# TESTO DI RIFERIMENTO
Manca ancora il ministro con delega allo sport, mentre vengono rinviati i decreti attuativi della Riforma dello sport appena approvata. Le federazioni contro tre delle cinque norme che regolano lo sport e la politica attacca Malago’.
È questo il quadro che si è delineato in questi ultimi giorni per lo sport italiano. Un vero e proprio caos nei confronti del quale non si capisce ancora la posizione del Presidente del Consiglio Draghi. Ieri il Consiglio dei ministri ha approvato cinque decreti della Riforma dello sport voluta fortemente dall’ex ministro Spadafora, che sembra ancora in testa per un eventuale continuazione del suo mandato. Decreti approvati di urgenza in quanto sarebbero scaduti domenica 28 febbraio. Tra gli argomenti trattati ci sono le tutele per i lavoratori sportivi, l’incentivazione del professionismo femminile, l’abolizione del vincolo, l’apertura per i paralimpici nei gruppi militari, la sicurezza sulle piste da sci, i nuovi regolamenti per l’impiantistica sportiva. Ma è il decreto relativo alle tutele per i lavoratori dello sport quello che suscita più polemiche, scopriamo perché. Il decreto obbliga le società sportive ad assumere regolarmente i lavoratori sportivi, con relativi contributi a carico della società. Questo andrebbe a gravare ulteriormente il peso economico a carico delle società sportive, già in grave crisi a causa della pandemia. I presidenti di Figc, Basket e pallavolo hanno scritto a Draghi, chiedendo di rinviare tutto. A loro dire bisogna trovare il modo di tutelare i lavoratori ma anche le società sportive ed i gestori degli impianti. Super contestata anche la norma che abolisce il vincolo sportivo.

# ELENCO DEI COMPITI
- A) Spiega in una o due frasi perché, secondo il testo sulla riforma dello sport, il decreto sulle tutele per i lavoratori dello sport è quello che suscita più polemiche.
- B) Ricopia il passo del testo sulla riforma dello sport che comincia con "Manca ancora il" e prosegue fino a "politica attacca Malago’.", rinominando "ministro" in "sottosegretario".

# ELENCO DEI RECORD
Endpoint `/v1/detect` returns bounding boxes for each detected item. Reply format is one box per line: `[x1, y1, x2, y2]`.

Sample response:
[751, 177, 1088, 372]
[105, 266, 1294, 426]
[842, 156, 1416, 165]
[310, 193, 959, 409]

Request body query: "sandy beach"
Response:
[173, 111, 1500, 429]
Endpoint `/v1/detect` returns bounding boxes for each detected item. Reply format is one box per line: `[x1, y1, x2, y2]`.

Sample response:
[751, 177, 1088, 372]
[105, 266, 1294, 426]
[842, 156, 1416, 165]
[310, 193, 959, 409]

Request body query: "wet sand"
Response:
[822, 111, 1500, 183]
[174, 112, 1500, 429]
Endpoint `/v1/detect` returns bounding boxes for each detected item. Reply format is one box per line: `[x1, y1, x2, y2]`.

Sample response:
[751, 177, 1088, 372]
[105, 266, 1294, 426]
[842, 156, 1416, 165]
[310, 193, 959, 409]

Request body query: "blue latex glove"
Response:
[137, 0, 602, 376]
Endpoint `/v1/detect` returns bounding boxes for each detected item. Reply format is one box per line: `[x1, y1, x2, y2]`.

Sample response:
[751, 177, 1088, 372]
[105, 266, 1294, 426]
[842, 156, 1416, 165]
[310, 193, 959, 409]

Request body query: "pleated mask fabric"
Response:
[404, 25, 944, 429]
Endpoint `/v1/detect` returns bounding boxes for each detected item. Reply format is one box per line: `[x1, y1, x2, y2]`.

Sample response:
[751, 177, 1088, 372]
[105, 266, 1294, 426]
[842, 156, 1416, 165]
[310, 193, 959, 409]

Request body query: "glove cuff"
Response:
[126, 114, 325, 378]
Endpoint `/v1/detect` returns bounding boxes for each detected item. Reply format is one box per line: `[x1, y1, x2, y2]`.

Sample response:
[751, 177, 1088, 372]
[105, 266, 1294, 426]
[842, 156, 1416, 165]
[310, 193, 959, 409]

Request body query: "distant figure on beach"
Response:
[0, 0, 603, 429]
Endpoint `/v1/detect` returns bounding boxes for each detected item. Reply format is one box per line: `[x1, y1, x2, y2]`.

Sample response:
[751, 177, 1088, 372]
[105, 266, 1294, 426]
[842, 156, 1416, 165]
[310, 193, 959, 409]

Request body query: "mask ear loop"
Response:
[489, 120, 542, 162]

# RISPOSTE SCRITTE
- A) Il decreto obbliga le società sportive ad assumere regolarmente i lavoratori sportivi, con i relativi contributi a carico della società. Questo aggraverebbe il peso economico di società sportive già in grave crisi a causa della pandemia.

- B)
Manca ancora il sottosegretario con delega allo sport, mentre vengono rinviati i decreti attuativi della Riforma dello sport appena approvata. Le federazioni contro tre delle cinque norme che regolano lo sport e la politica attacca Malago’.